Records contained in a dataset
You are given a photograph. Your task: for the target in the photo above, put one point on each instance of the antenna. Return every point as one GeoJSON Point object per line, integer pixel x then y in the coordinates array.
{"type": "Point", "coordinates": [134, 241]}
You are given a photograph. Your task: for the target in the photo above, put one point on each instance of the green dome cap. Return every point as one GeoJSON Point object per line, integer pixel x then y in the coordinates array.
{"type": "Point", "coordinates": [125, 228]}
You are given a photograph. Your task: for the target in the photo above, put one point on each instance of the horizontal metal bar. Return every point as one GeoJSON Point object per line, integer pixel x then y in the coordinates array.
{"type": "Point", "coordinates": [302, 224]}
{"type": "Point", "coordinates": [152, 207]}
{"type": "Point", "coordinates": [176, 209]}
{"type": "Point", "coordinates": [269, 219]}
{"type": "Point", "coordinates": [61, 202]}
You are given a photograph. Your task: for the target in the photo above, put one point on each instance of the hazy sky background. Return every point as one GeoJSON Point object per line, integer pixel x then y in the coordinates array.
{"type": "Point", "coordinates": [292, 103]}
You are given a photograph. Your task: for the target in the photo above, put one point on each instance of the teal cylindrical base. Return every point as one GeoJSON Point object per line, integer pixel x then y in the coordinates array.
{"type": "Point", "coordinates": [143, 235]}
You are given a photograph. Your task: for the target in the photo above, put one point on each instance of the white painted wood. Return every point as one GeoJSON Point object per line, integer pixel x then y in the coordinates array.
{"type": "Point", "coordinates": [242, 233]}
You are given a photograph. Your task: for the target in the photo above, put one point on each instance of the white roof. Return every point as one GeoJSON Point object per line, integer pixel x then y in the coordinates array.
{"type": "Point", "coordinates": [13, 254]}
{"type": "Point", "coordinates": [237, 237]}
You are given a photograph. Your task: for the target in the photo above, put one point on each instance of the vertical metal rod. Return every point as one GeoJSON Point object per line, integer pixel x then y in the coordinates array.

# Required work
The requested lines run from the one with "the white roof." through the last line of the records. Return them exactly.

# Answer box
You are given a photograph. Your task: for the target in the photo above, put one point on each instance of the white roof. Return every point as one GeoJSON Point object per line, integer pixel x then y in the coordinates array.
{"type": "Point", "coordinates": [13, 254]}
{"type": "Point", "coordinates": [237, 237]}
You are given a photograph. Your task: for the target in the photo above, put one point on each instance of the vertical metal rod. Return every point as one GeoJSON Point object per line, integer pixel x then y in the coordinates array.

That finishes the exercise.